This module examines sustainable options for energy production, supply and consumption in relation to the clean energy transition now underway in many countries. The aim is to give students an understanding of current trends in the energy market and to enable a critical evaluation of emerging ideas, technologies and policies especially in relation to new and renewable energy supply systems.

This module aims to impart an understanding of the underpinning theoretical principles and practical calculation methods for analysis of renewable and non-renewable energy systems and an appreciation of how these systems are integrated in practical applications. Emphasis is on heat transfers and thermodynamic cycles.

This module aims to provide students with an understanding of the operation of modern electrical power systems featuring renewable and low carbon generation, along with the techniques to undertake a basic technical analysis of key electrical devices and systems.

This module aims to impart an understanding of the theoretical and operational principles underlying simulation modelling of energy supply and demand systems and their environmental impact. The emphasis is on practical computer lab-based modelling exercises.

### Recorded information

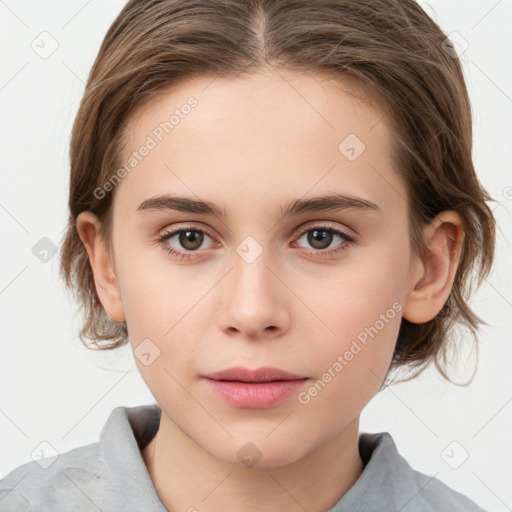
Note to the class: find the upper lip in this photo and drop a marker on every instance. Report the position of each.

### Short problem 1
Please write out the part of the module descriptions that opens with the words containing "This module aims to provide" and closes with "lab-based modelling exercises.".
### Short problem 2
According to the module descriptions, what does the module on simulation of energy supply and demand systems emphasize?
The listing has no connection to the module descriptions.

### Correct response 1
This module aims to provide students with an understanding of the operation of modern electrical power systems featuring renewable and low carbon generation, along with the techniques to undertake a basic technical analysis of key electrical devices and systems.

This module aims to impart an understanding of the theoretical and operational principles underlying simulation modelling of energy supply and demand systems and their environmental impact. The emphasis is on practical computer lab-based modelling exercises.

### Correct response 2
Practical computer lab-based modelling exercises.